__Exercício escrito__:
Devolva todas as linhas do material abaixo sem nenhuma alteração, omitindo as imagens.
# # # # # # #
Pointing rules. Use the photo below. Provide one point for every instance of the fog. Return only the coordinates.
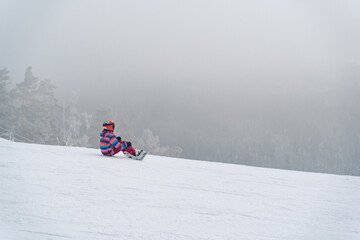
(200, 74)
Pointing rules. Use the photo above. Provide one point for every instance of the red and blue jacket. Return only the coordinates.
(109, 144)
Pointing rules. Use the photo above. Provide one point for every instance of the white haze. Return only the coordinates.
(215, 45)
(193, 71)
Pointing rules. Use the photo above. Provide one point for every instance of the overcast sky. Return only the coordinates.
(204, 45)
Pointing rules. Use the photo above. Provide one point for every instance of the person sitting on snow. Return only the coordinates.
(111, 145)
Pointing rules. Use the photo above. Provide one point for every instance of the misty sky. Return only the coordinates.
(217, 48)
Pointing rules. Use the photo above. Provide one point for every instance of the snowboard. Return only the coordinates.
(140, 155)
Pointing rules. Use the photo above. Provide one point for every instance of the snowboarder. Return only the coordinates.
# # # # # # #
__Resposta correta__:
Pointing rules. Use the photo below. Provide one point for every instance of the fog. Return only the coordinates.
(200, 74)
Pointing rules. Use the photo above. Provide one point for every instance of the red and blue jacket. Return only the coordinates.
(109, 144)
Pointing rules. Use the photo above. Provide one point for every instance of the white haze. Return only the coordinates.
(215, 45)
(193, 71)
Pointing rules. Use the photo above. Provide one point for every instance of the overcast sky. Return only the coordinates.
(204, 45)
Pointing rules. Use the photo above. Provide one point for every instance of the person sitting on snow. Return only the coordinates.
(111, 145)
Pointing rules. Use the photo above. Provide one point for every instance of the misty sky. Return only the coordinates.
(217, 48)
Pointing rules. Use the photo above. Provide one point for every instance of the snowboard. Return only the coordinates.
(140, 155)
Pointing rules. Use the photo above. Provide one point for every instance of the snowboarder. Return only the coordinates.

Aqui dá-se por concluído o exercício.